▶ _Records provided_:

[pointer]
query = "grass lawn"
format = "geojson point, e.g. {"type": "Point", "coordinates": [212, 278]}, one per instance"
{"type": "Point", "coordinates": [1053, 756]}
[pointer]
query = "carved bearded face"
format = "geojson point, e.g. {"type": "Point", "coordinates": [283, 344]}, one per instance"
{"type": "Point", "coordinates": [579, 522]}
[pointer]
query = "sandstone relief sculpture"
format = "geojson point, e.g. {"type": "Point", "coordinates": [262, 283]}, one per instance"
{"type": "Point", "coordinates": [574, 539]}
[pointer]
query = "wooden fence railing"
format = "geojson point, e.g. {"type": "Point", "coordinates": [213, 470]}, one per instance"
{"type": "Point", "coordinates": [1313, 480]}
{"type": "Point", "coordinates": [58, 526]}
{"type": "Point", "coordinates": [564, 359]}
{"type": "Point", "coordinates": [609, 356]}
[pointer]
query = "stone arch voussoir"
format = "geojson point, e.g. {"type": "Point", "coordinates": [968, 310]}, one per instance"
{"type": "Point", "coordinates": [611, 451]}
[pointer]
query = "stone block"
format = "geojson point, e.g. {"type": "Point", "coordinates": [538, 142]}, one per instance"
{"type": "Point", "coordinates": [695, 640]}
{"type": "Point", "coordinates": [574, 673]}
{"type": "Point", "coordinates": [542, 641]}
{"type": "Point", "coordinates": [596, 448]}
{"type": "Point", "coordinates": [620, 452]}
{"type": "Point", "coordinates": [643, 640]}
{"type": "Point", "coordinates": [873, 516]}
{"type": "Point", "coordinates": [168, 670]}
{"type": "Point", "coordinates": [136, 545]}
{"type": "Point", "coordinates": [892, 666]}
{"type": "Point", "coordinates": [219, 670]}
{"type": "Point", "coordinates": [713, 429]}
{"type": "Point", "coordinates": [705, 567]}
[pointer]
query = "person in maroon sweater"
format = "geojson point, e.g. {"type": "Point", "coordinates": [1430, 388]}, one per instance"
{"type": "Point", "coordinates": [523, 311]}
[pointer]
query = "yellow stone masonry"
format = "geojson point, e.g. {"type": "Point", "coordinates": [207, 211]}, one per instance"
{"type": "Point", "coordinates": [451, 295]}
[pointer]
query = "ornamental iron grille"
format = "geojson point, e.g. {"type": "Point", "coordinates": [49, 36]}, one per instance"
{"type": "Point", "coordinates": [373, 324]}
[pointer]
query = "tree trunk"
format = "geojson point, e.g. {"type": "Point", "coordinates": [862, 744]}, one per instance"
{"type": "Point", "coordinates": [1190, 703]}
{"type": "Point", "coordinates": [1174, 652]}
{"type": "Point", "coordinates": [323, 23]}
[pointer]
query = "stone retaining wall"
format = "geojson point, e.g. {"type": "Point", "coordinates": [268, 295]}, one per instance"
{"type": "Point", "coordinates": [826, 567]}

▶ _Task brief_:
Your task is to repeat every entry above exactly.

▶ _Result below_:
[pointer]
query = "grass lawn"
format = "geojson point, e.g. {"type": "Point", "coordinates": [212, 278]}, one per instance"
{"type": "Point", "coordinates": [1053, 756]}
[pointer]
query = "carved bearded face"
format = "geojson point, e.g. {"type": "Point", "coordinates": [283, 344]}, one per instance"
{"type": "Point", "coordinates": [579, 522]}
[pointer]
query = "sandstone relief sculpture"
format = "geojson point, e.g. {"type": "Point", "coordinates": [262, 283]}, one per instance"
{"type": "Point", "coordinates": [574, 539]}
[pointer]
query = "wooden fence railing"
format = "geojson point, e.g. {"type": "Point", "coordinates": [213, 470]}, one per instance"
{"type": "Point", "coordinates": [1313, 480]}
{"type": "Point", "coordinates": [58, 526]}
{"type": "Point", "coordinates": [564, 359]}
{"type": "Point", "coordinates": [609, 356]}
[pointer]
query = "stone arch voussoir"
format = "geojson point, e.g. {"type": "Point", "coordinates": [968, 310]}, one per instance"
{"type": "Point", "coordinates": [611, 451]}
[pointer]
query = "stone block"
format = "geojson point, e.g. {"type": "Point", "coordinates": [538, 142]}, one per instance"
{"type": "Point", "coordinates": [695, 640]}
{"type": "Point", "coordinates": [574, 673]}
{"type": "Point", "coordinates": [542, 641]}
{"type": "Point", "coordinates": [596, 448]}
{"type": "Point", "coordinates": [620, 452]}
{"type": "Point", "coordinates": [643, 640]}
{"type": "Point", "coordinates": [873, 516]}
{"type": "Point", "coordinates": [168, 670]}
{"type": "Point", "coordinates": [136, 545]}
{"type": "Point", "coordinates": [892, 666]}
{"type": "Point", "coordinates": [219, 670]}
{"type": "Point", "coordinates": [713, 429]}
{"type": "Point", "coordinates": [705, 567]}
[pointer]
query = "person in maroon sweater"
format = "geojson point, e.g. {"type": "Point", "coordinates": [1430, 388]}, one per instance"
{"type": "Point", "coordinates": [523, 311]}
[pointer]
query = "yellow stone masonry"
format = "geojson point, e.g. {"type": "Point", "coordinates": [207, 211]}, one per instance"
{"type": "Point", "coordinates": [451, 295]}
[pointer]
query = "ornamental iron grille"
format = "geojson point, e.g. {"type": "Point", "coordinates": [49, 36]}, one per instance"
{"type": "Point", "coordinates": [373, 324]}
[pointer]
query = "tree trunk"
format = "geojson point, e.g. {"type": "Point", "coordinates": [862, 744]}, one per instance"
{"type": "Point", "coordinates": [1190, 703]}
{"type": "Point", "coordinates": [1174, 652]}
{"type": "Point", "coordinates": [323, 23]}
[pointer]
query = "stone retaining wall"
format = "geojson point, e.g. {"type": "Point", "coordinates": [268, 295]}, one per instance"
{"type": "Point", "coordinates": [826, 567]}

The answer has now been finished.